===== Exercise material

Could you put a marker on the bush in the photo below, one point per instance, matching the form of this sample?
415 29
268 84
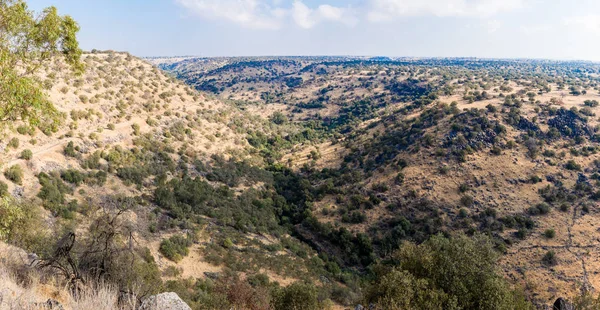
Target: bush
14 143
15 174
298 296
3 189
573 165
549 233
549 258
70 150
175 248
442 273
26 154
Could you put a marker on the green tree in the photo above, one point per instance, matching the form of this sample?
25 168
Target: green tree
27 42
442 273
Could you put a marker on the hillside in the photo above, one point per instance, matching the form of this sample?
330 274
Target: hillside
413 148
129 143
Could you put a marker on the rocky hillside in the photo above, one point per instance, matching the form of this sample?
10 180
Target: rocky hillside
161 173
408 149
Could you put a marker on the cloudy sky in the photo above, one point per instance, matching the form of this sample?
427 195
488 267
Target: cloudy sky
555 29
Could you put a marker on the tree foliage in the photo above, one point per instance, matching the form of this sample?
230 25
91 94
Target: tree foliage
27 41
442 273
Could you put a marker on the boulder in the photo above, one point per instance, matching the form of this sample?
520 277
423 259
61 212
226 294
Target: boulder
562 304
164 301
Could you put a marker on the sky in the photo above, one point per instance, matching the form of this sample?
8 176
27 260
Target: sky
547 29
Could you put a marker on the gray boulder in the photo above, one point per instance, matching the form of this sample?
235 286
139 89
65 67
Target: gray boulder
164 301
562 304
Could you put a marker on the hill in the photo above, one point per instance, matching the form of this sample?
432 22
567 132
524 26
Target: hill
414 148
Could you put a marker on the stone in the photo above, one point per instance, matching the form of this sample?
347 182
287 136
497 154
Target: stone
164 301
562 304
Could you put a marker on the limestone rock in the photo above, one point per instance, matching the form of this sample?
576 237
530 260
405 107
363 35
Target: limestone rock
164 301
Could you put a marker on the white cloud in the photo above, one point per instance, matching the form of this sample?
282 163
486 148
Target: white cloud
535 29
590 23
303 15
493 25
306 17
382 10
265 14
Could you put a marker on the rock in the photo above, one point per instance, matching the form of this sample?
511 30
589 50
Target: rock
212 275
53 304
562 304
164 301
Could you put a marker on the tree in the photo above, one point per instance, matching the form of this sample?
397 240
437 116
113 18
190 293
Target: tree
27 42
456 273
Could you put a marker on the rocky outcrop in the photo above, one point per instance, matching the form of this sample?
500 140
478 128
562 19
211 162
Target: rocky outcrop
164 301
562 304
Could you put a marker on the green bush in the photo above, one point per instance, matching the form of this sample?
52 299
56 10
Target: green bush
549 233
175 248
298 296
442 273
15 174
14 143
3 189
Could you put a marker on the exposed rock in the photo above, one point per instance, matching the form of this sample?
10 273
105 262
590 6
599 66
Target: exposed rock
211 275
164 301
562 304
570 124
52 304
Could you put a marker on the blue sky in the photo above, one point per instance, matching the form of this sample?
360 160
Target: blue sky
556 29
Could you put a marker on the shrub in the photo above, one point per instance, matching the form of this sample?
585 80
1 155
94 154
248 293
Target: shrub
14 143
439 274
70 150
549 233
15 174
175 248
26 154
573 165
297 296
3 189
549 258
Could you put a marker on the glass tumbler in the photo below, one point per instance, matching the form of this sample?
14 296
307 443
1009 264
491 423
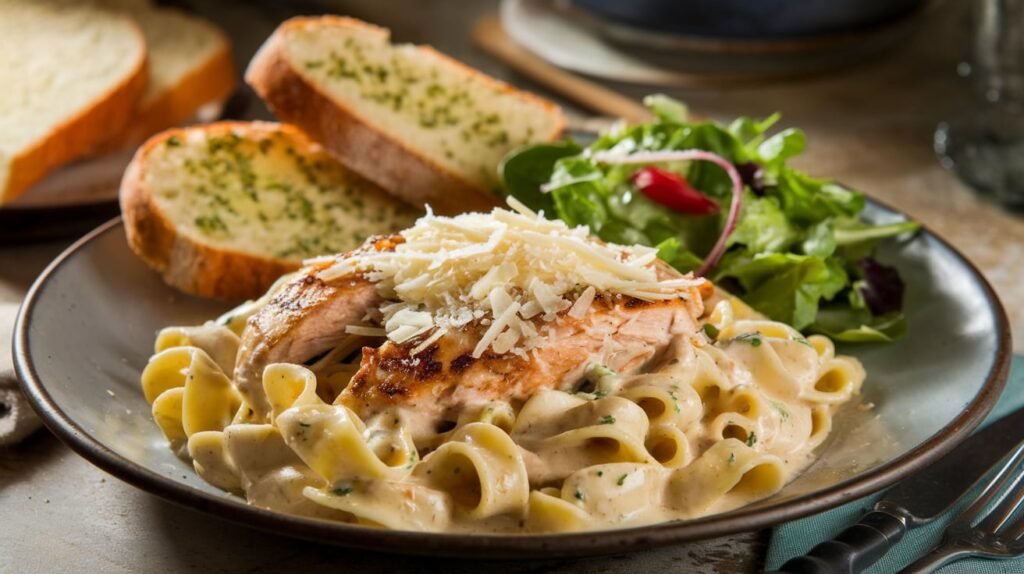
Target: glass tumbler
984 144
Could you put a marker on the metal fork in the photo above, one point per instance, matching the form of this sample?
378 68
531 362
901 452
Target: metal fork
996 534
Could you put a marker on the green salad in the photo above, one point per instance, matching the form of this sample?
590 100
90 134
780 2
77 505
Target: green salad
722 201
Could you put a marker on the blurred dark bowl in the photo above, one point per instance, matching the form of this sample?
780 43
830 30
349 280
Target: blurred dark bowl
752 19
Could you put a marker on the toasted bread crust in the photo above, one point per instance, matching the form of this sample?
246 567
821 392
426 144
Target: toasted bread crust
79 134
183 262
214 81
365 149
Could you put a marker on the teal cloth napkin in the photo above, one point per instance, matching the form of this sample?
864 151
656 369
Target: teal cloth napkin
795 538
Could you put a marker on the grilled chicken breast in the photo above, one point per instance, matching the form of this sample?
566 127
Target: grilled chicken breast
305 318
622 333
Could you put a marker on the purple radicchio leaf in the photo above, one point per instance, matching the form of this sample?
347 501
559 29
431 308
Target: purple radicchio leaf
882 288
753 176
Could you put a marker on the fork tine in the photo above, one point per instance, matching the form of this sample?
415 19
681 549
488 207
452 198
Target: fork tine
1016 531
1001 514
1009 472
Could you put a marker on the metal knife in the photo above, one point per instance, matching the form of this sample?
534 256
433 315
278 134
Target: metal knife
912 502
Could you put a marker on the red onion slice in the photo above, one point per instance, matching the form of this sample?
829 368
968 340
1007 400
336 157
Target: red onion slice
687 156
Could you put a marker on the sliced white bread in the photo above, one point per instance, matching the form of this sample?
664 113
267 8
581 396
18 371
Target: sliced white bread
222 210
71 74
189 65
418 123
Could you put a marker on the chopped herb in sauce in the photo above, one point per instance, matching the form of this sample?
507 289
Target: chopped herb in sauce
782 411
754 339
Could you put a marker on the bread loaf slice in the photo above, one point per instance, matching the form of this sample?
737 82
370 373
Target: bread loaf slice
418 123
189 65
222 210
71 74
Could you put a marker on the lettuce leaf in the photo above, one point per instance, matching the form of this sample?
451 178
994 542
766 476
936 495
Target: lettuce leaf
796 253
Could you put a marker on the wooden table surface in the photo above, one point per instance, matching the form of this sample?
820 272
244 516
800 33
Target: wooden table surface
869 127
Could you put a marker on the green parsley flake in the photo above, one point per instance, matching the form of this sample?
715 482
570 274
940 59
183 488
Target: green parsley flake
802 340
753 338
782 411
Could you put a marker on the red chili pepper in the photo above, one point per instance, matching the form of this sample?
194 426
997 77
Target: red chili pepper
673 191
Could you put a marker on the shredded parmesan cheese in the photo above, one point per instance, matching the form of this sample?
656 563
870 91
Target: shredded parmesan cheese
504 271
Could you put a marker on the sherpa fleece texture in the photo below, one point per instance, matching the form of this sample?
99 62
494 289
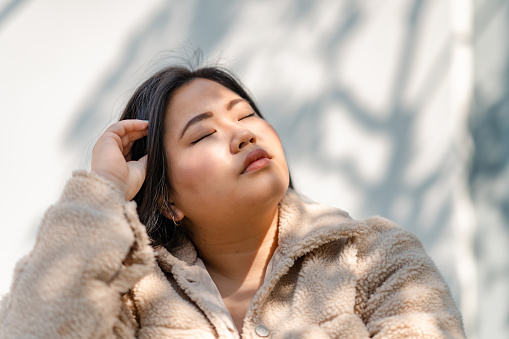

==========

What the exercise asks:
Express each line of the material above as a string in a JSON list, one string per line, with blank lines skipped and the pictures left out.

Finished task:
[
  "Could you put a marker on the bush in the photo below, one point per instance, matching the form of this sample?",
  "415 29",
  "268 84",
  "Target: bush",
  "14 143",
  "15 174",
  "298 296",
  "3 189",
  "573 165",
  "549 233",
  "549 258",
  "70 150",
  "175 248",
  "442 273",
  "26 154",
  "Could you put a marker on the green tree in the photo above, one point per instance, matching the form of this sample?",
  "25 168",
  "Target: green tree",
  "27 42",
  "442 273",
  "Could you put a marker on the hillside in the photo above, one point per instance, matching the form of this sample?",
  "330 274",
  "Target: hillside",
  "413 148",
  "129 143",
  "Could you put a marker on the rocky hillside in the photo above, one point per instance, matching the form of this sample?",
  "10 180",
  "Target: rocky hillside",
  "161 173",
  "408 149",
  "Could you put a marker on the cloudy sky in the photo above, one point per instance, matching the form of this sample?",
  "427 195",
  "488 267",
  "Target: cloudy sky",
  "555 29",
  "Could you put a marker on the tree foliage in the photo above, one point per instance, matching the form of this sample?",
  "230 25",
  "91 94",
  "Target: tree foliage",
  "27 41",
  "442 273",
  "Could you put a marker on the boulder in the photo above, one point per instance, matching the form of this sample?",
  "520 277",
  "423 259",
  "61 212",
  "226 294",
  "Target: boulder",
  "562 304",
  "164 301",
  "Could you put a marker on the sky in the photo above, one point per instance, matching the form of this sample?",
  "8 176",
  "27 260",
  "Target: sky",
  "547 29",
  "Could you put a marker on the gray boulder in the photo above, one point per instance, matching the form of this sample?",
  "235 286",
  "139 89",
  "65 67",
  "Target: gray boulder",
  "164 301",
  "562 304",
  "Could you put a marker on the hill in the photo above, one point per instance, matching the form of this sample?",
  "432 22",
  "567 132",
  "524 26",
  "Target: hill",
  "414 148",
  "Could you put a marker on the stone in the photo above, one point per instance, matching the form of this sample?",
  "347 182",
  "287 136",
  "497 154",
  "Target: stone",
  "164 301",
  "562 304",
  "Could you put a marker on the limestone rock in the photo above, one point per instance, matching the form of this sample?",
  "576 237",
  "530 260",
  "405 107",
  "363 35",
  "Target: limestone rock",
  "164 301",
  "Could you put a marker on the white cloud in the photo above, one point per instance, matching the form of this sample?",
  "282 163",
  "486 148",
  "Target: white cloud",
  "535 29",
  "590 23",
  "303 15",
  "493 25",
  "306 17",
  "382 10",
  "265 14",
  "Could you put a marker on the rock in the photo above, one point per instance, matching the form of this sample?",
  "511 30",
  "589 50",
  "Target: rock",
  "212 275",
  "53 304",
  "562 304",
  "164 301",
  "Could you put a marker on the tree in the photo above, one point per instance, matching the form of this sample?",
  "397 240",
  "437 116",
  "113 18",
  "190 293",
  "Target: tree",
  "27 42",
  "456 273",
  "Could you put a marker on the rocky outcrop in the photo above, one point per instance, matching the form of this sample?",
  "500 140",
  "478 128",
  "562 19",
  "211 162",
  "Target: rocky outcrop",
  "164 301",
  "562 304",
  "Could you put a marker on the green bush in the photo above, one point per instance, matching the form of this sample?",
  "52 299",
  "56 10",
  "Target: green bush",
  "549 233",
  "175 248",
  "298 296",
  "442 273",
  "15 174",
  "14 143",
  "3 189",
  "Could you put a marker on the exposed rock in the photo above, one point per instance, matching the form of this sample?",
  "10 273",
  "105 262",
  "590 6",
  "599 66",
  "Target: exposed rock",
  "211 275",
  "164 301",
  "562 304",
  "570 124",
  "52 304",
  "Could you put a marker on the blue sky in the photo above, one point per instance, matching the form of this sample?",
  "360 160",
  "Target: blue sky",
  "556 29",
  "Could you put a marker on the shrub in the photo above, one point per instance, matching the form of this sample?",
  "585 80",
  "1 155",
  "94 154",
  "248 293",
  "Target: shrub",
  "14 143",
  "439 274",
  "70 150",
  "549 233",
  "15 174",
  "175 248",
  "26 154",
  "573 165",
  "297 296",
  "3 189",
  "549 258",
  "Could you put a marker on the glass tumbler in the photo below, one point per instance, matching the form of this sample?",
  "14 296",
  "307 443",
  "1009 264",
  "491 423",
  "Target: glass tumbler",
  "984 144",
  "Could you put a marker on the metal fork in the photo above, one point per instance, matching the form of this sample?",
  "378 68",
  "531 362",
  "901 452",
  "Target: metal fork",
  "996 534",
  "Could you put a marker on the green salad in the photo above, one point per instance, matching the form of this sample?",
  "590 100",
  "90 134",
  "780 2",
  "77 505",
  "Target: green salad",
  "722 201",
  "Could you put a marker on the blurred dark bowl in the photo above, one point per instance, matching the form of this sample?",
  "780 43",
  "830 30",
  "349 280",
  "Target: blurred dark bowl",
  "752 19",
  "Could you put a marker on the toasted bread crust in the photo above, one point per instance, matching the form of this sample?",
  "246 567",
  "821 392",
  "426 144",
  "Target: toasted bread crust",
  "79 134",
  "183 262",
  "214 81",
  "365 149",
  "Could you put a marker on the teal cloth napkin in the photo above, one point per instance, matching the form of this sample?",
  "864 151",
  "656 369",
  "Target: teal cloth napkin",
  "795 538",
  "Could you put a marker on the grilled chicken breast in the photo above, one point per instance, matching the form of this sample?",
  "566 127",
  "Target: grilled chicken breast",
  "305 318",
  "622 333",
  "Could you put a marker on the purple radicchio leaf in the photo above, one point per instance, matching the form of this sample?",
  "347 501",
  "559 29",
  "431 308",
  "Target: purple radicchio leaf",
  "882 288",
  "753 176",
  "Could you put a marker on the fork tine in the photo above, one point per instance, matching the form of this sample?",
  "415 19",
  "681 549",
  "488 207",
  "452 198",
  "Target: fork tine",
  "1016 531",
  "1001 514",
  "1009 472",
  "Could you put a marker on the metal knife in the photo above, one point per instance, matching the form of this sample?",
  "534 256",
  "433 315",
  "278 134",
  "Target: metal knife",
  "912 502",
  "Could you put a marker on the red onion slice in the photo above, one point per instance, matching the form of this sample?",
  "829 368",
  "968 340",
  "1007 400",
  "336 157",
  "Target: red onion slice",
  "687 156",
  "Could you put a marker on the sliced white bread in the photo above, one point per instance, matching the form of this sample?",
  "664 113",
  "267 8",
  "581 396",
  "18 371",
  "Target: sliced white bread",
  "222 210",
  "71 74",
  "189 65",
  "418 123",
  "Could you put a marker on the chopped herb in sauce in the photo above, one point per instance, matching the form of this sample?",
  "507 289",
  "Target: chopped herb in sauce",
  "782 411",
  "754 339",
  "Could you put a marker on the bread loaf slice in the photo above, one point per instance, matching the form of this sample?",
  "737 82",
  "370 373",
  "Target: bread loaf slice",
  "418 123",
  "189 65",
  "222 210",
  "71 74",
  "Could you put a marker on the lettuce leaf in the photo above, one point per instance, matching the form of this sample?",
  "451 178",
  "994 542",
  "766 476",
  "936 495",
  "Target: lettuce leaf",
  "796 253",
  "Could you put a marker on the wooden table surface in the photo above, one point per instance, matching the form of this sample?",
  "820 272",
  "244 516",
  "800 33",
  "Target: wooden table surface",
  "869 127",
  "Could you put a marker on the green parsley flake in the photo above, one point per instance, matching the form of this sample?",
  "715 482",
  "570 274",
  "940 59",
  "183 488",
  "Target: green parsley flake",
  "802 340",
  "753 338",
  "782 411",
  "Could you put a marker on the red chili pepper in the photo above, one point per instance, matching the form of this sample?",
  "194 426",
  "997 77",
  "Target: red chili pepper",
  "673 191",
  "Could you put a marker on the shredded parmesan cheese in the photo above, one point per instance, matching the form of this sample?",
  "656 563",
  "870 91",
  "Target: shredded parmesan cheese",
  "504 271",
  "Could you put a marker on the sherpa fleece texture in the photo below, one point per instance, matching the form of this sample?",
  "99 62",
  "494 289"
]